Work task: The answer should match the entries below word for word, minus their pictures.

Items listed in a dataset:

------------------------

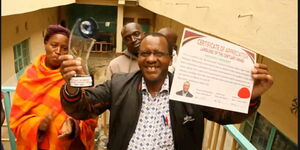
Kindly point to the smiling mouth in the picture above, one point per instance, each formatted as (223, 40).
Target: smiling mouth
(151, 69)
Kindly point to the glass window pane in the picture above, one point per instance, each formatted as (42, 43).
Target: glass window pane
(16, 67)
(15, 52)
(282, 143)
(20, 64)
(19, 51)
(247, 130)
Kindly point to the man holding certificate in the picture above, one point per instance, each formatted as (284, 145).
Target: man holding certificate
(142, 116)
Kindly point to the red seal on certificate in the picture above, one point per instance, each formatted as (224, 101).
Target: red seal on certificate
(244, 93)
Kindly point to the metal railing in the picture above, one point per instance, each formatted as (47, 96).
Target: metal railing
(7, 105)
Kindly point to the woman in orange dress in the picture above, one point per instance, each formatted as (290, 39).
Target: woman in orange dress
(37, 118)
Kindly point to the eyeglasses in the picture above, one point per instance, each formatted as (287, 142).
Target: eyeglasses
(155, 53)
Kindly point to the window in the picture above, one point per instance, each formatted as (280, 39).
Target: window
(21, 57)
(265, 136)
(145, 23)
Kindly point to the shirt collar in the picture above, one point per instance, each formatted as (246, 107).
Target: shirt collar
(165, 86)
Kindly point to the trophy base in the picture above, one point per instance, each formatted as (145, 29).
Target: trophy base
(81, 81)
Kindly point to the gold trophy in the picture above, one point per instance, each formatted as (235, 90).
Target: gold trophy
(80, 44)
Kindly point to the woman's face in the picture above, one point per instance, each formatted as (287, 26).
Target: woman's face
(56, 45)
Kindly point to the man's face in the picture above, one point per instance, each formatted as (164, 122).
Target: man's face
(56, 45)
(132, 35)
(186, 87)
(154, 59)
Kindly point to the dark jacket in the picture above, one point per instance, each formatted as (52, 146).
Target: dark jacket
(122, 96)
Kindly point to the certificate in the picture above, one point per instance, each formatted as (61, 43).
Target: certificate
(213, 72)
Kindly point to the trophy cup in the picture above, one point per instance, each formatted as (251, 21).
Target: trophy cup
(80, 44)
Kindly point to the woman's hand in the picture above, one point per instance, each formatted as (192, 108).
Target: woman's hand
(262, 80)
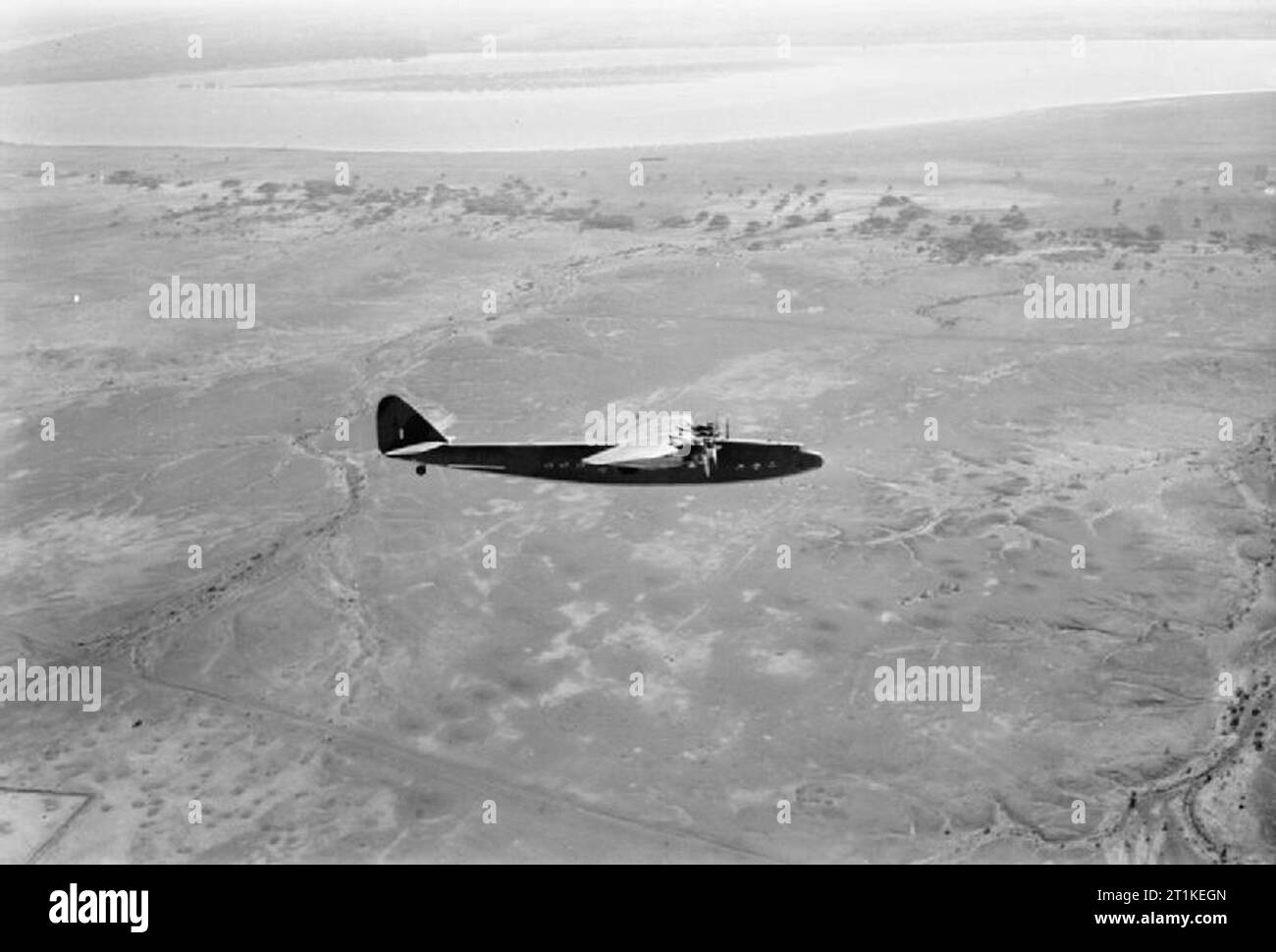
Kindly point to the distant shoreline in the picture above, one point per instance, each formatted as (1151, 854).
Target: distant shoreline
(764, 140)
(845, 92)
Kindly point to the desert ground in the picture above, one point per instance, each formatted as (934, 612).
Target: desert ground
(490, 627)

------------------------

Solved exercise:
Kindly point to the smiling mouth in the picture above, one point per instance, each formatted as (223, 40).
Target: smiling mouth
(151, 69)
Kindly point to the glass window pane in the picture above, one point per instance, each formatted as (42, 43).
Target: glass window pane
(16, 67)
(15, 52)
(282, 143)
(20, 64)
(19, 51)
(247, 130)
Kindly point to the man holding certificate in the picture above, one point per instance, each formatted as (284, 145).
Target: man holding certificate
(142, 116)
Kindly point to the red seal on certificate in the picture above, one point per instance, each formatted as (224, 101).
Target: red seal on certificate
(244, 93)
Kindly point to the metal railing in the picture above, one point per instance, each formatted as (47, 96).
Target: metal railing
(7, 105)
Kindly point to the woman in orange dress in the picture above, one point per instance, each formatted as (290, 39).
Target: woman in orange dress
(37, 118)
Kindly point to the eyeglasses in the picture above, one point per instance, each formatted as (287, 142).
Target: eyeglasses
(155, 53)
Kindly point to the window in the picture above, one point per instance, each formatted as (280, 39).
Target: window
(21, 57)
(265, 136)
(145, 23)
Kindly point to the shirt collar in the picture above, one point per instance, each formatted as (246, 107).
Target: shirt collar
(165, 86)
Kindly point to the trophy base in the picture above, one point per instance, each formatted as (145, 29).
Target: trophy base
(81, 81)
Kindly point to the gold trophy in the picture above, one point per instance, each formatted as (235, 90).
Target: gold trophy
(80, 44)
Kindly point to the woman's face in the picture above, one point per instance, each formatted as (287, 26).
Target: woman's face
(56, 45)
Kindly point to the man's face in the picture above, one point per instance, each formatted as (164, 122).
Target: man's face
(56, 45)
(132, 35)
(186, 87)
(154, 59)
Kindly point to the dark jacket in the picture above, one point per instance, each formatted as (52, 146).
Target: dark jacket
(122, 96)
Kindly point to the certificate in the picture above, one point per instance, each formatted as (61, 43).
Target: certificate
(213, 72)
Kindly point to the trophy cup in the picture above, one point per instance, each formatted as (251, 21).
Target: trophy cup
(80, 44)
Kindly point to the woman's hand in the picture above, one point per instance, each formatted as (192, 108).
Target: woman's hand
(262, 80)
Kindly point to the distant shoreline in the picture above, one point per instance, each formatted as (1151, 854).
Target: distant shoreline
(764, 140)
(845, 92)
Kindly point to the desert ground in the picture above, one point per instance, each formatted as (934, 612).
Target: desert ground
(490, 627)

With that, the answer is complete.